A faithful transcription of the entries below is required.

++++ THE DATA ++++

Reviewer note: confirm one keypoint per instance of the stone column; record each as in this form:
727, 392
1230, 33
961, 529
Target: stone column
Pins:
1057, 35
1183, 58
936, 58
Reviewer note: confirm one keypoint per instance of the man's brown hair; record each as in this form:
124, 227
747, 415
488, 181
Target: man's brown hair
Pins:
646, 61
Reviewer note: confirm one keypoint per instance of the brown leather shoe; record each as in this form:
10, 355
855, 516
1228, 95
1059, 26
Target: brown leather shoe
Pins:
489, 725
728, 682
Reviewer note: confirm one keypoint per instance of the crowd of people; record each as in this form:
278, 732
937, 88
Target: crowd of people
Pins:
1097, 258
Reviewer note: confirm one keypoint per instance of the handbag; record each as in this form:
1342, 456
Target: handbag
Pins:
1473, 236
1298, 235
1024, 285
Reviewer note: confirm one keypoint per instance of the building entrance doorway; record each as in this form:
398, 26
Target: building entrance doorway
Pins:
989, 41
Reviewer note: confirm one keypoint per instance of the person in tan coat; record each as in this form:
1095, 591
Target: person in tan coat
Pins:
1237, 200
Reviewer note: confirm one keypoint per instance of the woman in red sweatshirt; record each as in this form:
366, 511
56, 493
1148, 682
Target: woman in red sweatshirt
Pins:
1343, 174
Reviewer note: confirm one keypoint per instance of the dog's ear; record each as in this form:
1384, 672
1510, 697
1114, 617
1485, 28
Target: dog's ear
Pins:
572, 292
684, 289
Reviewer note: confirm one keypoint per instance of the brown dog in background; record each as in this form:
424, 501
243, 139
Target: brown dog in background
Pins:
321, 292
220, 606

++++

### YOUR RESPONSE
Reviewer note: confirm one keypoint per instance of the stone column; record each as in this form:
727, 392
1230, 33
961, 529
Target: stone column
Pins:
1057, 35
1183, 58
936, 58
Reviewer note: confirm one keypoint per instance of the man's brown hair; record each as in this form:
124, 227
747, 415
488, 181
Target: man's brown hair
Pins:
646, 61
Reviewer note: confirm one keypoint per instance of the brown leather shoe; record each as in this form:
10, 355
855, 516
1228, 95
1059, 26
Target: brown leather shoe
Pins:
489, 725
728, 682
Reviewer note: confirm one keypoint per instance of the crowd of people; record each as in this form:
278, 732
937, 88
Target: crowd of people
Pins:
1097, 258
Reviewer note: confirm one keypoint per instance of the handbag; record each as in this form:
1342, 456
Target: handbag
Pins:
1473, 236
1298, 235
1024, 285
Reviewer note: confirm one keypoint per instance of the building entrance doorway; record each as in this form:
398, 26
Target: building entrance doorway
Pins:
989, 41
Reviewer note: confirm one keypoint per instance of the person in tan coat; record each as in this form:
1095, 591
Target: person in tan coat
Pins:
1237, 200
Reviewer note: confirm one keypoint per instance of the woman in red sweatshirt; record each as in this form:
366, 511
56, 493
1148, 682
Target: woman in red sweatshirt
Pins:
1343, 174
Reviewer note: confirm one keypoint per instance of the dog's ear; record each as in this form:
1384, 672
1510, 697
1114, 617
1485, 28
Target: dog's ear
Pins:
572, 292
684, 289
Reviewer note: confirm one keypoint per instance of the brown dog in background; record each as in this form:
424, 501
243, 139
Target: brown dog in background
Pins:
321, 292
220, 606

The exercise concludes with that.